# TASKS TO COMPLETE
**A)** In the forum thread about Mephibosheth in 2 Samuel 16, what does Jack K name as the proof of Mephibosheth's loyalty to David?
**B)** Translate this sentence from the thread on Mephibosheth into Spanish: "He'd been mourning, not plotting."

>> Start PASSAGE PROVIDED

# What is going on with Mephibosheth in 2 Sam. 16?



## Jash Comstock

I am having trouble understanding what is going on in 2 Sam. 16 with the interaction with David and Ziba the servant of Mephibosheth. Ziba brings David donkeys, bread, etc.. When David asks Ziba where Mephibosheth is, he answers "“Behold, he remains in Jerusalem, for he said, ‘Today the house of Israel will give me back the kingdom of my father.’” (verse 3) What all is going on here? Is Mephibosheth siding with Absalom in hopes of restoring to himself the kingdom? What changed from his attitude of understood worthlessness in chapter 9?


----------



## Romans922

I expounded this once before and said the following (hopefully it will be helpful):



> Now it looks on the surface that Ziba, the servant of Mephibosheth (Saul’s son) who David gave land and servants to, it looks like on the surface that Ziba is being very generous and kind to David. And says that Mephibosheth has basically rebelled against the king. So David gives all of Mephibosheth’s land to Ziba. But later on we learn in chapter 19 that the land is returned to Mephibosheth, which shows that Ziba had truly deceived and manipulated King David. Ziba was pro-David, but at the same time greedily he was seeking to deceptively gain from Mephibosheth’s physical frailties.


Remember Mephibosheth was lame, he couldn't come, that's what appears to be dealt with in ch.19.


----------



## Jash Comstock

Romans922 said:


> I expounded this once before and said the following (hopefully it will be helpful):
> 
> 
> 
> 
> Now it looks on the surface that Ziba, the servant of Mephibosheth (Saul’s son) who David gave land and servants to, it looks like on the surface that Ziba is being very generous and kind to David. And says that Mephibosheth has basically rebelled against the king. So David gives all of Mephibosheth’s land to Ziba. But later on we learn in chapter 19 that the land is returned to Mephibosheth, which shows that Ziba had truly deceived and manipulated King David. Ziba was pro-David, but at the same time greedily he was seeking to deceptively gain from Mephibosheth’s physical frailties.
> 
> 
> 
> Remember Mephibosheth was lame, he couldn't come, that's what appears to be dealt with in ch.19.
Click to expand...


So in 2 Sam. 21 when David chooses not to execute Mephibosheth, is it because he realizes that Mephibosheth wasn't a rebel?


----------



## Jack K

I think we are supposed to believe Mephibosheth later on, in chapter 19, when he says Ziba tricked him. Mephibosheth was loyal to David, as shown by the fact that he had not groomed himself (which would have been necessary for one aspiring to a political position) while David was gone. This is the proof of his loyalty. He'd been mourning, not plotting.

Mephibosheth's loyalty is a nice picture of what happens to a former enemy who is taken in and treated like a son; eating daily, for years, at the king's table. Such a man's heart warms toward the king. He comes to love the king himself, not what he can get from the king. (Mephibosheth in 2 Samuel 19:30, regarding the land given Ziba: "Oh, let him take it all, since my lord the king has come safely home.") It is the same with us who have been taken in by the King whom David foreshadowed. By feasting daily at his table and knowing his love for us, we come to love him above all else.

>> End PASSAGE PROVIDED
>> Start MATERIAL

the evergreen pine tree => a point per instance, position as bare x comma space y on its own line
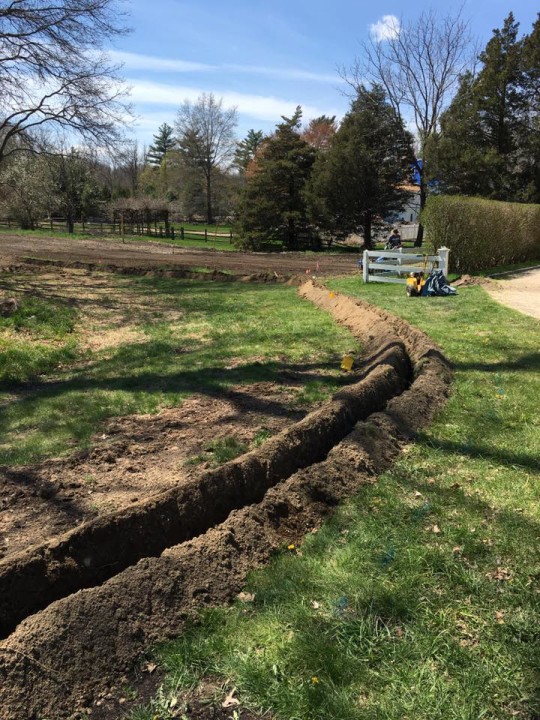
273, 207
164, 141
246, 149
487, 145
361, 175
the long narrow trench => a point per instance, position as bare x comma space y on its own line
213, 532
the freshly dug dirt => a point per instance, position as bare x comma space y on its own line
134, 458
519, 290
57, 661
151, 256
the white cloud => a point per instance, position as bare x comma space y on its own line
387, 28
135, 61
259, 107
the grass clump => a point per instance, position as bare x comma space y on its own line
419, 599
36, 339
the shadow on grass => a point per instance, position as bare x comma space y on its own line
529, 362
477, 450
373, 628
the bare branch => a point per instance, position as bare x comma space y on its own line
53, 74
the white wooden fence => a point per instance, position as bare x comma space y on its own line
383, 265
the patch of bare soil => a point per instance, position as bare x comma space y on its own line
519, 290
215, 529
467, 280
148, 256
134, 458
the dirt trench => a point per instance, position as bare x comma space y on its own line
56, 661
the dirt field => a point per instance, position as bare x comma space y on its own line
15, 248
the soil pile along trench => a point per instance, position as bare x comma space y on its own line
56, 660
101, 548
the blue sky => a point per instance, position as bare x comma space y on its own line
264, 58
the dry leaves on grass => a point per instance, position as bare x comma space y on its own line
500, 574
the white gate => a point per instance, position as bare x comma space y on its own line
385, 265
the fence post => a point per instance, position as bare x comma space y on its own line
443, 253
365, 267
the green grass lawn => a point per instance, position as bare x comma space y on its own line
420, 599
185, 337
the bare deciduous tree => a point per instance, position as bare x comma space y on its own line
206, 139
53, 73
418, 65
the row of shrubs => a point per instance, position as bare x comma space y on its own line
480, 233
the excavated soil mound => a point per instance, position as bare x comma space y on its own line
194, 545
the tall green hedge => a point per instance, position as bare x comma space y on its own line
482, 234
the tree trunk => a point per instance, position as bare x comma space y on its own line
209, 216
367, 230
423, 196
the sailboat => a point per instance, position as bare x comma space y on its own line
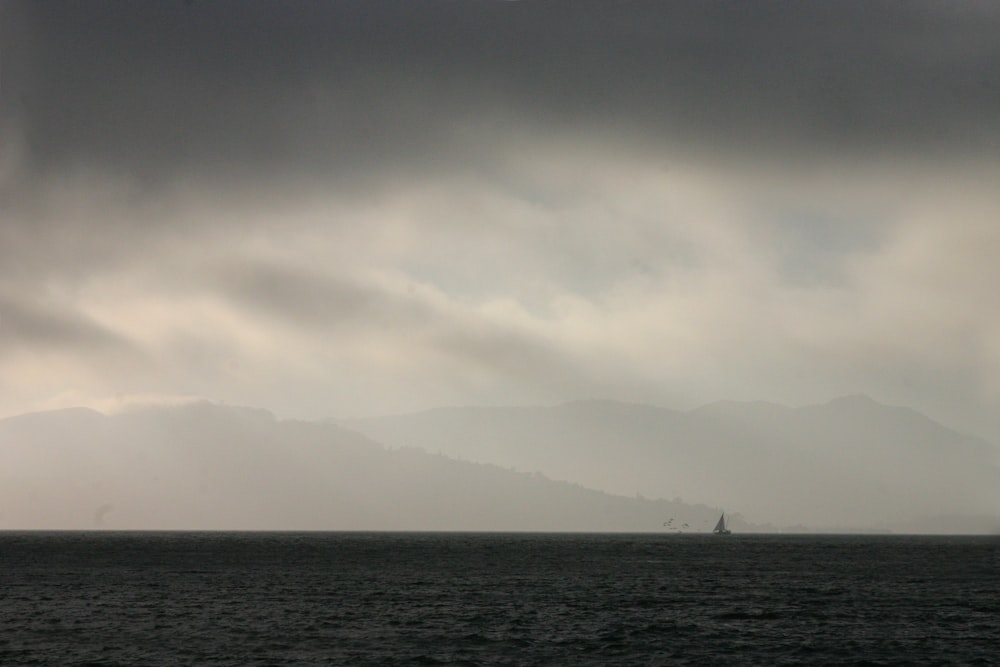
720, 528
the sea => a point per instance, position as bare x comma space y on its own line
175, 598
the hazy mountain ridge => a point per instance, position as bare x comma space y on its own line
205, 466
849, 462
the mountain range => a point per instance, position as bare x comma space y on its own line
849, 465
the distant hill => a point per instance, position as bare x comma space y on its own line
852, 463
205, 466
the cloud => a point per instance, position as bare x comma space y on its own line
253, 89
338, 208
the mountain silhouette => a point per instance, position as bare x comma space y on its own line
851, 463
206, 466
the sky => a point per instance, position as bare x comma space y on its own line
347, 209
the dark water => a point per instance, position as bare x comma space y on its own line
341, 598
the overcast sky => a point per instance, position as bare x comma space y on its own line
344, 209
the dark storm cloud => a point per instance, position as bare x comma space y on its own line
295, 87
311, 300
31, 323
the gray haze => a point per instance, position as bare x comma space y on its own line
351, 209
209, 467
849, 464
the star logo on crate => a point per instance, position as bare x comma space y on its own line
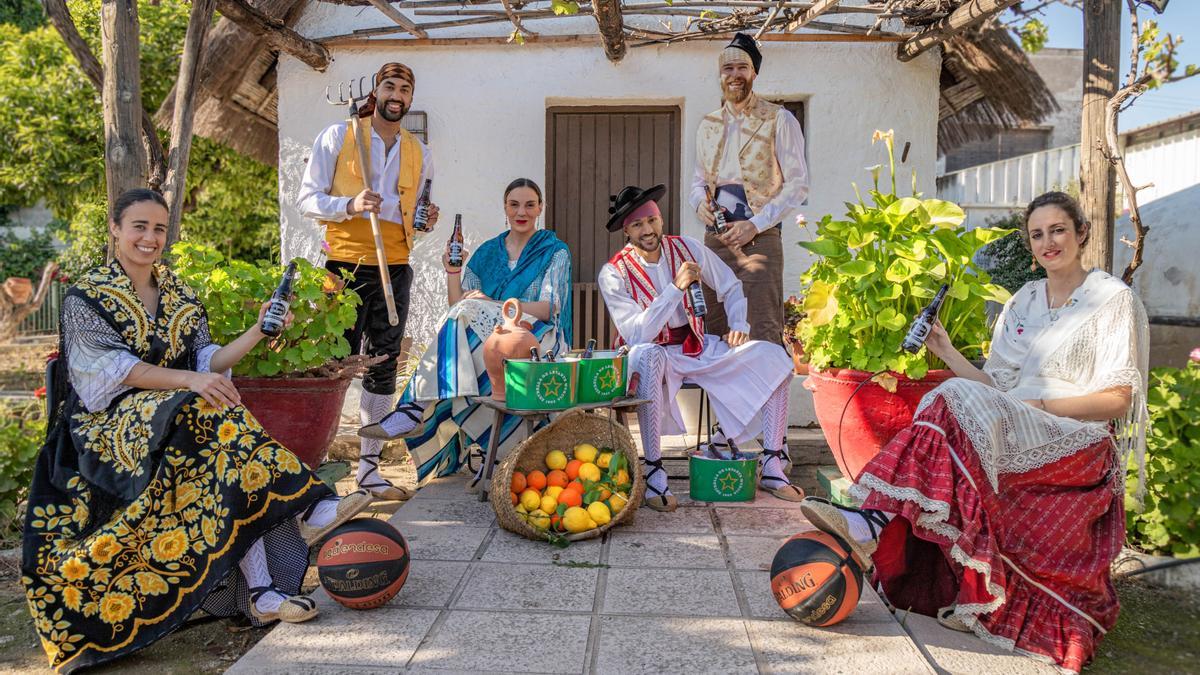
607, 378
551, 387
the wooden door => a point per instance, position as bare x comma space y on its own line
591, 154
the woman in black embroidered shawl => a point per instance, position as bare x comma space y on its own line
155, 488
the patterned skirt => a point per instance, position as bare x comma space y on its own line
102, 587
1025, 563
450, 371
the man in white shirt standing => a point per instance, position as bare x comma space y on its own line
750, 156
333, 193
645, 288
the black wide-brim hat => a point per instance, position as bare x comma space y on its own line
627, 202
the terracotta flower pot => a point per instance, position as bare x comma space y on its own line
873, 418
300, 413
18, 288
509, 340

>> End MATERIAL

# EXERCISE RESPONSES
**A)** Mephibosheth had not groomed himself while David was gone.

**B)** Había estado de luto, no conspirando.